### Your task:
Please convert the records, from their start up to and including the line with "column 118, row 116", into a JSON list of strings with one string per line and no blank lines. Leave the pictures out of the list.

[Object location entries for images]
━━━━━━━━━━━━━━━━━━━━━━━━━━━━━━
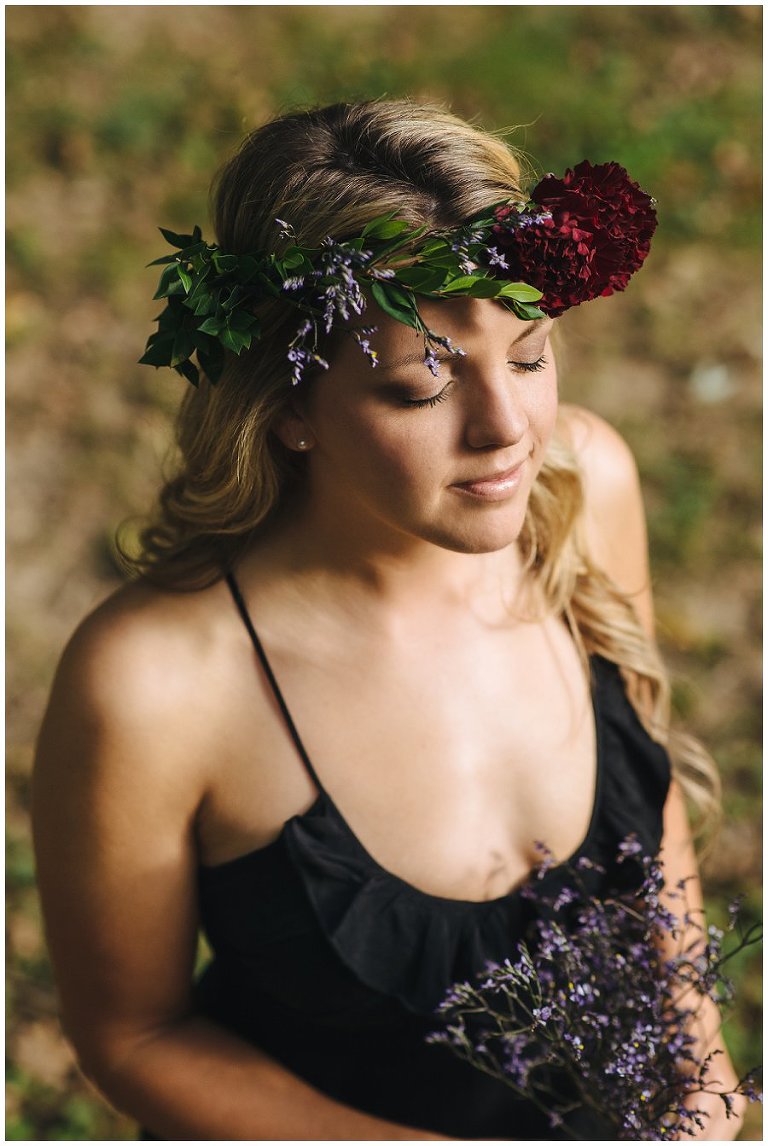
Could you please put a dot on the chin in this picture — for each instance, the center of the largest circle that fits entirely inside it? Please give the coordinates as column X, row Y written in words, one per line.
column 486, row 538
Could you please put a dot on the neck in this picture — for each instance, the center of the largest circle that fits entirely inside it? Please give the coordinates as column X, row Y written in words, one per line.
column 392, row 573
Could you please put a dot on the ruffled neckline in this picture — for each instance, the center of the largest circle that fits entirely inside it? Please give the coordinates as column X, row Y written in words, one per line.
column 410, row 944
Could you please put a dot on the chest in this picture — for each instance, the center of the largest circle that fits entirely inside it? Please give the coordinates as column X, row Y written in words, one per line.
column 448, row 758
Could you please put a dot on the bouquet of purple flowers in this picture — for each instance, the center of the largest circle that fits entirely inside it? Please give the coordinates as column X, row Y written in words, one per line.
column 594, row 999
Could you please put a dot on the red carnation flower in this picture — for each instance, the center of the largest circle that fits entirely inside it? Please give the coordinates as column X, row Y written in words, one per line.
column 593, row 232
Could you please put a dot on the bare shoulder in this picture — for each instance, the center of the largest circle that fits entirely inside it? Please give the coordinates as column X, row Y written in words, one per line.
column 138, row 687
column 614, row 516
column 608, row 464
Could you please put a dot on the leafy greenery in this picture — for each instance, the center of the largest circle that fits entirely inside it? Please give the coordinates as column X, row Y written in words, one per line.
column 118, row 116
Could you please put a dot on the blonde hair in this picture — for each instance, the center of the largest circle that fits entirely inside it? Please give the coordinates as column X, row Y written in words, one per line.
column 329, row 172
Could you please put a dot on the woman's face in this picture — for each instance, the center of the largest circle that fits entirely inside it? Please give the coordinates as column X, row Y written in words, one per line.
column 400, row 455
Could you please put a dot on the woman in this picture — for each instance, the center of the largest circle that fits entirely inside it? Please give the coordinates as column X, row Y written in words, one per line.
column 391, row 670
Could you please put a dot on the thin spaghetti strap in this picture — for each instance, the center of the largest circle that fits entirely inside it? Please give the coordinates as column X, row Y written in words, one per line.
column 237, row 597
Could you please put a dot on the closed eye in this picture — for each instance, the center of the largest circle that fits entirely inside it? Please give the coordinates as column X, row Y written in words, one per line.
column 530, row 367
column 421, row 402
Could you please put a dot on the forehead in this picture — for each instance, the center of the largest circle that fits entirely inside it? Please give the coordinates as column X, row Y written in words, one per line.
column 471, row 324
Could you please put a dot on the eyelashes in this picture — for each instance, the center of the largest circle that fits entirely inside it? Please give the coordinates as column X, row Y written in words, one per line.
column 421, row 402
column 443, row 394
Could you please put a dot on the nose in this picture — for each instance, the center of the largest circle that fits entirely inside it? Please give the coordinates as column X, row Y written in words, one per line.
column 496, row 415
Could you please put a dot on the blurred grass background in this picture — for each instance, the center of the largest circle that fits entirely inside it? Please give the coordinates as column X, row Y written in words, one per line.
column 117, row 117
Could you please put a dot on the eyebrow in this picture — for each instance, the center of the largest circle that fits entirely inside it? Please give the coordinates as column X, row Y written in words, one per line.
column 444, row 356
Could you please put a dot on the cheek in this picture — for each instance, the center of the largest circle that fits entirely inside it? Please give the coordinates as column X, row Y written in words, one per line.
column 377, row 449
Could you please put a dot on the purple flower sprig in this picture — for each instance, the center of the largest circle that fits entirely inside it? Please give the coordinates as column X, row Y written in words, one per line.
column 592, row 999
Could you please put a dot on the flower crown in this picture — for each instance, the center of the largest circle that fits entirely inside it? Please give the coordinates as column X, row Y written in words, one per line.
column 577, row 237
━━━━━━━━━━━━━━━━━━━━━━━━━━━━━━
### Written reply:
[
  "Could you please put a dot on the chin in this picture — for each instance, the center of the largest circle that fits entirely inside it? Please give the coordinates as column X, row Y written in words, one per line.",
  "column 486, row 538",
  "Could you please put a dot on the neck in this picture — for each instance, the center of the largest circle that fits entirely inside it? Please give the coordinates as column X, row Y written in words, one per line.",
  "column 392, row 573",
  "Could you please put a dot on the ruffled neckline in this picture — for each instance, the center of the largest circle that fits entirely inside it? Please give the coordinates as column X, row Y written in words, one per line.",
  "column 410, row 944",
  "Could you please put a dot on the chest in this picture — for each instance, the center of the largest circle that fits entirely inside it? Please give the coordinates as column X, row Y written in words, one per line.",
  "column 448, row 758",
  "Could you please put a dot on the bouquet of purple flowers in this picture — for each instance, the center of the largest circle that fits entirely inside it? Please give the coordinates as column X, row Y written in words, one per line.",
  "column 594, row 999",
  "Could you please put a dot on the red carnation flower in this picture — for each instance, the center of the largest circle that fits entirely inside it? Please give the coordinates as column X, row Y written in words, one per line.",
  "column 593, row 232",
  "Could you please put a dot on the bare shoulder in this picture — for each instance, the center of the largest circle that fits entirely inside it? Please give the coordinates as column X, row Y written in words, one per line.",
  "column 138, row 687",
  "column 614, row 516",
  "column 608, row 464",
  "Could you please put a dot on the leafy greenery in this picture — for each instance, the center of the largest circle that fits entirely inside it? Please give the coordinates as column X, row Y written in words, one per line.",
  "column 118, row 116"
]